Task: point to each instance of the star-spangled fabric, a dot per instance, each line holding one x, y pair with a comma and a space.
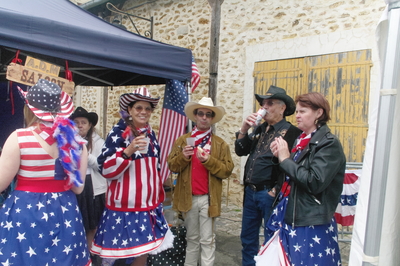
315, 245
173, 120
41, 228
133, 223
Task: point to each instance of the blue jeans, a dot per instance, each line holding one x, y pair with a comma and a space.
257, 206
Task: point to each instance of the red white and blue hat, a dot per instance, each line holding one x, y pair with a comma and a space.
140, 94
47, 101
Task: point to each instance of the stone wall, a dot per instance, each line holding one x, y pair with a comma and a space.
284, 25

----

* [WHAT IS REQUIRED] Pictures in the data above should not be copied; transcribe everything else exactly.

* [EXERCISE SOLUTION]
Task: point to each instance of the star-spangled fabric, a dot per instance, each line holding one x, y pair with a comma and a space.
315, 245
173, 120
41, 228
133, 223
Task: point to each instance of the blue jeans, a dot per instance, each line holding one x, y pair with a comma and a space.
257, 206
Task: point to each instance of the red white and blue hat, a dot per instance, each line holding one x, y pair with a comma and a space.
140, 94
47, 101
Task: point to each instance of the stone wall, a dot per instance, each line holding one x, y pair with a comma and a space.
284, 25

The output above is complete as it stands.